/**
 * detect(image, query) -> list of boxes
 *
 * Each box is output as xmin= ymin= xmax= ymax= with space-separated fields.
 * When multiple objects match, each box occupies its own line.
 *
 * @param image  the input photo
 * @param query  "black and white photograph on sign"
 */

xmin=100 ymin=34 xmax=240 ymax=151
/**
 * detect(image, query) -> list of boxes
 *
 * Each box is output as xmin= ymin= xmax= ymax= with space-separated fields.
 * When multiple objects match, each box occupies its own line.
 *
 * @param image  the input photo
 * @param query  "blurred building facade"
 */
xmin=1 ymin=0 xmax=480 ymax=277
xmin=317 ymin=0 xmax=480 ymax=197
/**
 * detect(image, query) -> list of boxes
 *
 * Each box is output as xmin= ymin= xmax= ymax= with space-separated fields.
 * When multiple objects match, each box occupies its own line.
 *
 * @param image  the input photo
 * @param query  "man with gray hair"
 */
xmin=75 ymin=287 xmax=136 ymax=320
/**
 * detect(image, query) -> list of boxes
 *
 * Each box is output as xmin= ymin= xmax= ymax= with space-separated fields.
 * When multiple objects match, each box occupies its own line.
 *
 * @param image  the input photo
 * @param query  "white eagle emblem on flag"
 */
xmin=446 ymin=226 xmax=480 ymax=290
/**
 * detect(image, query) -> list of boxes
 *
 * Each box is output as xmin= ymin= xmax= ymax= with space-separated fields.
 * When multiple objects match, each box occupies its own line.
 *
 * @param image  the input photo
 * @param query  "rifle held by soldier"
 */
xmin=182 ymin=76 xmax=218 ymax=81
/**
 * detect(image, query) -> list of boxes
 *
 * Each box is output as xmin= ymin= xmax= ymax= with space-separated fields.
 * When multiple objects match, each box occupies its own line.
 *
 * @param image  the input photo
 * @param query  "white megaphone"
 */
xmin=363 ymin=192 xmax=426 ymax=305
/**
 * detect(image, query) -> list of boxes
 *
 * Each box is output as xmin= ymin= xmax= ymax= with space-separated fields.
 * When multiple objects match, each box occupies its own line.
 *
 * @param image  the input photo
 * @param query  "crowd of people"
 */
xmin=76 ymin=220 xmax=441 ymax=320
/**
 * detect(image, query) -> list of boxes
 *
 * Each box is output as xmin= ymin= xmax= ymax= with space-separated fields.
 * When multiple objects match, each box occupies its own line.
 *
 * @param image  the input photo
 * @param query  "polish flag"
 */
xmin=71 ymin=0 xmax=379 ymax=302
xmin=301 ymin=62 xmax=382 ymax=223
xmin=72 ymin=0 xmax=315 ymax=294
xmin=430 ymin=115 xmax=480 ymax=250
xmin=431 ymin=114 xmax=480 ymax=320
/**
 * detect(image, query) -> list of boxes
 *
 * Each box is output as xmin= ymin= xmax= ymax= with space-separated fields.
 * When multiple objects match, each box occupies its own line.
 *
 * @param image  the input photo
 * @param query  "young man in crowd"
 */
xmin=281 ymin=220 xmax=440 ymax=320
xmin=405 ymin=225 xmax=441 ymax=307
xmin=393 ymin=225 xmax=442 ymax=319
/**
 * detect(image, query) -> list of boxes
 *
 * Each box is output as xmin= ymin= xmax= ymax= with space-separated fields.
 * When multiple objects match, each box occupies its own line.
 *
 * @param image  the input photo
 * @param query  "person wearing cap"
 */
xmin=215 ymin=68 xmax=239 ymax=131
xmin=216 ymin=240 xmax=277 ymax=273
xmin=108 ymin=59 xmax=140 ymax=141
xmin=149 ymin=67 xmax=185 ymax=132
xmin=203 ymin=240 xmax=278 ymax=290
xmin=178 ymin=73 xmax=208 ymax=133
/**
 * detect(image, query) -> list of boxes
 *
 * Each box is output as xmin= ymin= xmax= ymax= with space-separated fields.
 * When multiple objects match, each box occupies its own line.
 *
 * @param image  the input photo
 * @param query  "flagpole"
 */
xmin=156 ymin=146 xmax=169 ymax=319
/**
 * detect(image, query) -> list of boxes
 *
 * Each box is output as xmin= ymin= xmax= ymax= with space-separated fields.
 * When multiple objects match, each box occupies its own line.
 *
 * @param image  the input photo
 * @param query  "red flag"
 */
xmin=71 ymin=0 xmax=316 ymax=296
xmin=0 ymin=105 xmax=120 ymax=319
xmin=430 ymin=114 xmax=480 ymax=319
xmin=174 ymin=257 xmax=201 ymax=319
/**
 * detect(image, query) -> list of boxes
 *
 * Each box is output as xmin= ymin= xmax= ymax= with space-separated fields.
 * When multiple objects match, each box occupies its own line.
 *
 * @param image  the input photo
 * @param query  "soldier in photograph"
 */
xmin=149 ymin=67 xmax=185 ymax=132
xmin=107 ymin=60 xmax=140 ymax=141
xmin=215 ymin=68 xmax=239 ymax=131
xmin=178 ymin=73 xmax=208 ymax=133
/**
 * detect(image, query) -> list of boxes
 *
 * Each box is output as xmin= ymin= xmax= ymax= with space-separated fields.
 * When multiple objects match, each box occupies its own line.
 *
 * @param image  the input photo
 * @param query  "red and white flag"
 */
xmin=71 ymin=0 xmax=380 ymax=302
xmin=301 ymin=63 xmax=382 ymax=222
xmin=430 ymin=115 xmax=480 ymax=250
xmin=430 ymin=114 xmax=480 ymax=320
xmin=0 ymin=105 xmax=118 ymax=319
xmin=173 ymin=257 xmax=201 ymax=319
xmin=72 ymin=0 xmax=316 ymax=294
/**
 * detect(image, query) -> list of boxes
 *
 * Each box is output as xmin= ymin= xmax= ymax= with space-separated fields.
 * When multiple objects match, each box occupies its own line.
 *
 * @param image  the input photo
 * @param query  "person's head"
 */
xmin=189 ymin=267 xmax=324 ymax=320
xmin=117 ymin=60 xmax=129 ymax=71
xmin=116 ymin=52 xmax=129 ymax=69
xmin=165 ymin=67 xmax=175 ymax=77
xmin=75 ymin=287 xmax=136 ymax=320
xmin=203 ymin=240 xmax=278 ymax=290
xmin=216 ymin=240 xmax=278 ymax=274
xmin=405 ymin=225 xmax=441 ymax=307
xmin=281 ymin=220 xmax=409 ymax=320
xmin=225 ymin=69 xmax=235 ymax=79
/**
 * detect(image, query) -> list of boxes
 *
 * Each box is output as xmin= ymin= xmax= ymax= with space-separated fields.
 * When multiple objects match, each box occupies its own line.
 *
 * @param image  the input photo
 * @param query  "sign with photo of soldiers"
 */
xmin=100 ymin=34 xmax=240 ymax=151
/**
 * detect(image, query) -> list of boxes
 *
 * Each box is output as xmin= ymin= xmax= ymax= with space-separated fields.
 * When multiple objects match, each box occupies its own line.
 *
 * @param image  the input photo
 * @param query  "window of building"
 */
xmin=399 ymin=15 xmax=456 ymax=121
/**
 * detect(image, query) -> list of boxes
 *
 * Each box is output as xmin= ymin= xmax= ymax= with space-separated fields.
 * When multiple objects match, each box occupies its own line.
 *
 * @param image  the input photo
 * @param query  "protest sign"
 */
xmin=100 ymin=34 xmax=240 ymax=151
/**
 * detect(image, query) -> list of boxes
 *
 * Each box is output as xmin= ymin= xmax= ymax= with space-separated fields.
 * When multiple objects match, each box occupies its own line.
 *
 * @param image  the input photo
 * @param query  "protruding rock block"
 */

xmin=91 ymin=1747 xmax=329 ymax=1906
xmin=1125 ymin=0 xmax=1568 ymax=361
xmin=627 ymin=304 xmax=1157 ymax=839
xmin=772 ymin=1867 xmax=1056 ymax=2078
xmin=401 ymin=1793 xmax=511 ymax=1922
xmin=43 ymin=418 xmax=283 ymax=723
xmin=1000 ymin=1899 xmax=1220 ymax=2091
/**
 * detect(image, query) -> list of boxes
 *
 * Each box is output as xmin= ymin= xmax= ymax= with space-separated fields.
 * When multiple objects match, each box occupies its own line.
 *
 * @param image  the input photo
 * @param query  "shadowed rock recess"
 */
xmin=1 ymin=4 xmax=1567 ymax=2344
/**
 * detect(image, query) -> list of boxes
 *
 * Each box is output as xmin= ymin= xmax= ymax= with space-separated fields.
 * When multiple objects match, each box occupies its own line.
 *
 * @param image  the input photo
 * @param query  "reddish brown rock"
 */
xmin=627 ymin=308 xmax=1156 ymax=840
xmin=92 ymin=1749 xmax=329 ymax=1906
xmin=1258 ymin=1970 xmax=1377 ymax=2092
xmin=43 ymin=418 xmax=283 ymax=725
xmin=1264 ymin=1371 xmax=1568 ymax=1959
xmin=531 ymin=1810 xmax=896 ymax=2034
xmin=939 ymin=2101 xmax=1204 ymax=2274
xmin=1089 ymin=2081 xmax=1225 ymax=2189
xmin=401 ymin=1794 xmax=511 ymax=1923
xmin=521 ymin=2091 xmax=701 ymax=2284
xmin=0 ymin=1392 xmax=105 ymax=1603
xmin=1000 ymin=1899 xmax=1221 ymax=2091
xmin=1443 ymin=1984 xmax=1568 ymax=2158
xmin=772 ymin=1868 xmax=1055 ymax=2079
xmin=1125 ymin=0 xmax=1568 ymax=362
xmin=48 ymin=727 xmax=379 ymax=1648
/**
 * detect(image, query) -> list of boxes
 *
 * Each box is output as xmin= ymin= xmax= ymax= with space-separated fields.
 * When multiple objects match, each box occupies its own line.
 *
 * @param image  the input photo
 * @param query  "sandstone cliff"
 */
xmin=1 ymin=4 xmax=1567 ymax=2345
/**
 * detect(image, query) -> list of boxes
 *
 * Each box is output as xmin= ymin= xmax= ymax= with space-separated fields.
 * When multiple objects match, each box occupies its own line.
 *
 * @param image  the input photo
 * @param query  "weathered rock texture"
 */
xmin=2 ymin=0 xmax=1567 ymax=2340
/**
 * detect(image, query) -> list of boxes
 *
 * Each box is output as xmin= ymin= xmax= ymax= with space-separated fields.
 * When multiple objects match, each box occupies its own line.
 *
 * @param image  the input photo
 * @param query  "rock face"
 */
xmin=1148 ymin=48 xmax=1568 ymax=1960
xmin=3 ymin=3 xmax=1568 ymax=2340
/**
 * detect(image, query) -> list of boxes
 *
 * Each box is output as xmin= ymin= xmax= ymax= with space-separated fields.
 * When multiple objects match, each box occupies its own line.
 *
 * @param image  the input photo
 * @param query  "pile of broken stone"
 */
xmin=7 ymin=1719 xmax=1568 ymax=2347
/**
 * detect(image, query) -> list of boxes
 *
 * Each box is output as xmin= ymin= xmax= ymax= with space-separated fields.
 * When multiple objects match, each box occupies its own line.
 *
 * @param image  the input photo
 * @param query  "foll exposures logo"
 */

(What is needed): Only lines with the word "photograph" are needed. Copy them from the preceding records.

(Result for this task):
 * @param query  "black and white photograph on sign"
 * @param query  "soldier in photograph"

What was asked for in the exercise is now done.